- **Directive**
Rewrite the records from the line with "The endpoint marks every instance of the brick wall background" to the line with "x=389, y=137", changing "single dot" to "single point" and leaving everything else untouched.

- **Provided material**

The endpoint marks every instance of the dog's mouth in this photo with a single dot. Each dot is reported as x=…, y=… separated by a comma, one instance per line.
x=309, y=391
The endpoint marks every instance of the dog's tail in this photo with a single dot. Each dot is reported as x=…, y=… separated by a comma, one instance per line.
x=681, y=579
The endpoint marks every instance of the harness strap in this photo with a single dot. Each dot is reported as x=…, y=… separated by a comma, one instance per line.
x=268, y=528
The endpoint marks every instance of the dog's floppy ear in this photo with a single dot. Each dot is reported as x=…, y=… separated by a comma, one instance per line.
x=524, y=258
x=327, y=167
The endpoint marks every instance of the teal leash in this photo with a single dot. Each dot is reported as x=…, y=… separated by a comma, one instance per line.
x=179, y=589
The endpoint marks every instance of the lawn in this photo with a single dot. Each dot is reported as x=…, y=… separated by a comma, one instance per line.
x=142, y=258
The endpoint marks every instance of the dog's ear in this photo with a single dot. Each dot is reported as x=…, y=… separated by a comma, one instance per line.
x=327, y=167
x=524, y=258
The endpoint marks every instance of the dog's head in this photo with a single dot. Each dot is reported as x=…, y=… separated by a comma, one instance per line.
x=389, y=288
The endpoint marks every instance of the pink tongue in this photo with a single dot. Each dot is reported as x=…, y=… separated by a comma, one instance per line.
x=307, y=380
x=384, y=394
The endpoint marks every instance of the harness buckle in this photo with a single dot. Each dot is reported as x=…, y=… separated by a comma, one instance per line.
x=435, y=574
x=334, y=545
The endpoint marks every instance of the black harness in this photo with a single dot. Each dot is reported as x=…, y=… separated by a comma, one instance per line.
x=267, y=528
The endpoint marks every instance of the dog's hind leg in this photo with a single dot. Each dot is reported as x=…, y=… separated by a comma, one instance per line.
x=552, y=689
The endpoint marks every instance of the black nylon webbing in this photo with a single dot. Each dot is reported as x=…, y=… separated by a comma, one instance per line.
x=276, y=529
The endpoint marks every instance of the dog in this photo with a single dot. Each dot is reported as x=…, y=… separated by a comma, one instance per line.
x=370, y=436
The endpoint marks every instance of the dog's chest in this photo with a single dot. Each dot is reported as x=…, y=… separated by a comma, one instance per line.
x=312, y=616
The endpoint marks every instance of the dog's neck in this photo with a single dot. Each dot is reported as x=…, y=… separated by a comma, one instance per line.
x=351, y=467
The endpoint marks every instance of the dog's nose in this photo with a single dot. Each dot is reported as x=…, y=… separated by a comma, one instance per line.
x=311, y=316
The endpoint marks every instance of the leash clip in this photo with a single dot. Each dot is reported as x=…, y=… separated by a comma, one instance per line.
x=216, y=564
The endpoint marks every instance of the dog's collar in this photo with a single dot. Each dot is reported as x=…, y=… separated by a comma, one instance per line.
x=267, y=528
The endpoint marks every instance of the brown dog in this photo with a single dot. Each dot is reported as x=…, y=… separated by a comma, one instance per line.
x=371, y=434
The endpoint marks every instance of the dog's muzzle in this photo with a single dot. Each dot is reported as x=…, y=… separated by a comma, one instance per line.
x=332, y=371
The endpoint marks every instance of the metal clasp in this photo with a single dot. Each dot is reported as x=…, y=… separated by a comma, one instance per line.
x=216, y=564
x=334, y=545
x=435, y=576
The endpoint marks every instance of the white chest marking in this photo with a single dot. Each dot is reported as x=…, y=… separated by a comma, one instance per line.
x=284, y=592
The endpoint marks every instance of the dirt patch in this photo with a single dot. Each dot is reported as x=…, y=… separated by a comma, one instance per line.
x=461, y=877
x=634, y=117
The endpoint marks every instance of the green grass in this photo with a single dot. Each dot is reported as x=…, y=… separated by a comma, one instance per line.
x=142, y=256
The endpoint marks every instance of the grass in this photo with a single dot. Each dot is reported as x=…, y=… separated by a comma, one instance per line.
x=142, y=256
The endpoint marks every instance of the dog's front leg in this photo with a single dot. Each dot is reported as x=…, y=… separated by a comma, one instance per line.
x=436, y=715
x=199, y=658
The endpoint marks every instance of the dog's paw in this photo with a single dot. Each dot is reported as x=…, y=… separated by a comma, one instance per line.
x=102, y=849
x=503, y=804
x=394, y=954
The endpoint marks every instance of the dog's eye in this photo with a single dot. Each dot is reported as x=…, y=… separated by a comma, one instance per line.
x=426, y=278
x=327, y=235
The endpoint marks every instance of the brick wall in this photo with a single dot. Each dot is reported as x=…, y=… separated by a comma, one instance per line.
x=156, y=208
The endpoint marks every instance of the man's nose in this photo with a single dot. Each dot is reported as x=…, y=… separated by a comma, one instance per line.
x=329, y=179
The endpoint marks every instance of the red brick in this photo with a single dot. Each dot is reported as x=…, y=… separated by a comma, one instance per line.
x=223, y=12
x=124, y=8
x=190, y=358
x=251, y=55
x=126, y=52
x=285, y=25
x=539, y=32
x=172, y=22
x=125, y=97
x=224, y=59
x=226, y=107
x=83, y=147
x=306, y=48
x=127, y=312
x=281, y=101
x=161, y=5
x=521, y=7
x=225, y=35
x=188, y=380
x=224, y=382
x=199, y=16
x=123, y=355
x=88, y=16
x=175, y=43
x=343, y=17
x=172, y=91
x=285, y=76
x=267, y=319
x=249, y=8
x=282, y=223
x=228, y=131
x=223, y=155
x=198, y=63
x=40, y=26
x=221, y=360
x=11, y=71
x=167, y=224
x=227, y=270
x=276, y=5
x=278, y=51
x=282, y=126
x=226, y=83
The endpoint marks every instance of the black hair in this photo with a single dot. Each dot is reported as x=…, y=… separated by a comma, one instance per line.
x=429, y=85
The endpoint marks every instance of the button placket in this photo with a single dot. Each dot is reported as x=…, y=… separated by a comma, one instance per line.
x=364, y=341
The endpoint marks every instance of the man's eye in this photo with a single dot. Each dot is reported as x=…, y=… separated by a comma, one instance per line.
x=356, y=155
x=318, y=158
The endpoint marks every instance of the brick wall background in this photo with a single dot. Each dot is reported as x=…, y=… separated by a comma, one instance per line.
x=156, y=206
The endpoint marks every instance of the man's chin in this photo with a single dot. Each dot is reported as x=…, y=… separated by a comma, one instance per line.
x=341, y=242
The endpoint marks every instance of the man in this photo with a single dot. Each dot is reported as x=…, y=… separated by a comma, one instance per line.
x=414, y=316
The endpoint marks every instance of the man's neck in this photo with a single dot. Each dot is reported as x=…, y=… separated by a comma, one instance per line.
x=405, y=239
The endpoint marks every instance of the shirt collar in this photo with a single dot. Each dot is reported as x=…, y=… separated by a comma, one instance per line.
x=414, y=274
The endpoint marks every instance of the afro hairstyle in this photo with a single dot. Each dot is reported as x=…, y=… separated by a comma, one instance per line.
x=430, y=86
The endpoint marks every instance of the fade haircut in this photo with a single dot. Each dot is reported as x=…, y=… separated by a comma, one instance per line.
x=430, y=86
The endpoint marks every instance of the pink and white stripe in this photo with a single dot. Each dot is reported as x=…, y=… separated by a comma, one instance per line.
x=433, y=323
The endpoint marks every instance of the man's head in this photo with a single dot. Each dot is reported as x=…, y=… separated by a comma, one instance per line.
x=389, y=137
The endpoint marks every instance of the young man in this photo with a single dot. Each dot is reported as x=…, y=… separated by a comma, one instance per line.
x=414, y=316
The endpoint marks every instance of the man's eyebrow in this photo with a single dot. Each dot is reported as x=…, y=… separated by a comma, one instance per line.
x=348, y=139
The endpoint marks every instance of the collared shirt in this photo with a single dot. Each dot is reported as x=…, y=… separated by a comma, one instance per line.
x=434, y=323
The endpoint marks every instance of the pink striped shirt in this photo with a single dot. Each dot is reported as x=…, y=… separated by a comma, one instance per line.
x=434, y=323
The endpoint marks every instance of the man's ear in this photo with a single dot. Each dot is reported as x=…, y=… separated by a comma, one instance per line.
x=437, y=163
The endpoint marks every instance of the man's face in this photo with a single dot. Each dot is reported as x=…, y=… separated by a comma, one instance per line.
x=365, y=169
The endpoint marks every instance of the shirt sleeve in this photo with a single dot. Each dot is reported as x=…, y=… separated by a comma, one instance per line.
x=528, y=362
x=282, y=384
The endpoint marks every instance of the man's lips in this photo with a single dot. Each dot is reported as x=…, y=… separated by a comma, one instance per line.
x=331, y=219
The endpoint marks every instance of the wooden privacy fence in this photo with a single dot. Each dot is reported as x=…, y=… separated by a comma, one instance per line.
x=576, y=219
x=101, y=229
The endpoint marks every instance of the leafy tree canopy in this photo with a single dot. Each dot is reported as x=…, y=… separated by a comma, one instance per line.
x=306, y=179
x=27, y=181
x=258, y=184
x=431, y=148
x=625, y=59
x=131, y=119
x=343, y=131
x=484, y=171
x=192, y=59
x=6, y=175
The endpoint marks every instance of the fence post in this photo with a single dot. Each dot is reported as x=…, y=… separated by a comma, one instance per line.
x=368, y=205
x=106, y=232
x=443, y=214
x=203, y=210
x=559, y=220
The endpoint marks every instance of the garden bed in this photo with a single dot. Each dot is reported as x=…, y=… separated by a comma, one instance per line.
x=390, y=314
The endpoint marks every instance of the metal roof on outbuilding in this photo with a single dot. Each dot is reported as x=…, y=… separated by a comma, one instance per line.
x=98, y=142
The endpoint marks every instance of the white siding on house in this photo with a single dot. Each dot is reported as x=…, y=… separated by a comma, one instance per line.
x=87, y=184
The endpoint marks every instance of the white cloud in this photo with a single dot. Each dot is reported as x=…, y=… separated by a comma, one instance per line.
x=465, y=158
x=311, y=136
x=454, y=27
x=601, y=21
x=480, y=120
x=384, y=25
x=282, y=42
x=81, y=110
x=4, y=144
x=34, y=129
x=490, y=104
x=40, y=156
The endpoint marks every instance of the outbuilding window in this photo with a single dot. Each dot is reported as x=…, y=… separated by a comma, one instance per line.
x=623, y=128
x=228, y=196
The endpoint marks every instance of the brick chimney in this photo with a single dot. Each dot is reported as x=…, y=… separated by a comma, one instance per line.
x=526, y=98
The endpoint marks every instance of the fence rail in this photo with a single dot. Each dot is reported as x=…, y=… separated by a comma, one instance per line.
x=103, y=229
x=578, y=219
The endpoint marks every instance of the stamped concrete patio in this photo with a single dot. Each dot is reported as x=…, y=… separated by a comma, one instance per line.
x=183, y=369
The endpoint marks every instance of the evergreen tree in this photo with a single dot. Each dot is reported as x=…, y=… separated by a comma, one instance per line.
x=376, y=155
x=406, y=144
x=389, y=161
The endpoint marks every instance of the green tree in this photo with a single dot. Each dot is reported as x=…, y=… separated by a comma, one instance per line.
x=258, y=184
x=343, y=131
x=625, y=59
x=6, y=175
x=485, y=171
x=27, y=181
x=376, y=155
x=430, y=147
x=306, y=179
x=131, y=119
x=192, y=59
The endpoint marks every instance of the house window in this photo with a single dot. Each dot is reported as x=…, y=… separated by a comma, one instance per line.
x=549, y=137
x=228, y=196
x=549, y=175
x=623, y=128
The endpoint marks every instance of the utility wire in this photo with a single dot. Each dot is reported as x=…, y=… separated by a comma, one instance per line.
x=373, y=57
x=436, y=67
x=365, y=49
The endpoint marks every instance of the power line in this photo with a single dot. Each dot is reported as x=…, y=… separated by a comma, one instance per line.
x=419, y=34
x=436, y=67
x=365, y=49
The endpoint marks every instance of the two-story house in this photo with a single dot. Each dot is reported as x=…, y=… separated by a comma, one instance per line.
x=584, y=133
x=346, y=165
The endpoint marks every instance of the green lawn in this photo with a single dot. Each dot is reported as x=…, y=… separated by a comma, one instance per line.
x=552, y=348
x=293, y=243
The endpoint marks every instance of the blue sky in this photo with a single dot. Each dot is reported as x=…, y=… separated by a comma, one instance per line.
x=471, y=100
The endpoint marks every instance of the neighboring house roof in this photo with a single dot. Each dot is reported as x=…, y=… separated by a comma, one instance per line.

- **Response to the exercise**
The endpoint marks every instance of the brick wall background in this photo with a single point. Each dot is reported as x=…, y=… separated by a comma, one instance per line.
x=156, y=206
The endpoint marks every instance of the man's chin in this photo with a single point. Each dot is reported as x=…, y=… separated by a comma, one instance per line.
x=341, y=242
The endpoint marks every instance of the man in this photo with a single point. Each dot is reported as x=…, y=… separated by a comma, one instance per line.
x=414, y=316
The endpoint marks every instance of the man's neck in this photo with a single point. Each dot is reported as x=…, y=… separated by a comma, one instance per line.
x=405, y=239
The endpoint marks every instance of the shirt collar in this photo with a single point. Each dot is reported as x=…, y=… separated by a comma, one instance per line.
x=414, y=274
The endpoint marks every instance of the afro hairstyle in this photo with a single point. Each dot is reported as x=…, y=… separated by a comma, one instance per line.
x=430, y=86
The endpoint marks every instance of the fade haircut in this photo with a single point. Each dot is reported as x=…, y=… separated by a comma, one instance per line.
x=430, y=86
The endpoint marks every instance of the pink and white stripe in this photo with a single point. Each dot is reported as x=…, y=… separated by a comma, one instance per line.
x=433, y=323
The endpoint marks every instance of the man's head in this photo with a single point. Each dot is reported as x=…, y=… separated by a comma, one instance per line.
x=389, y=137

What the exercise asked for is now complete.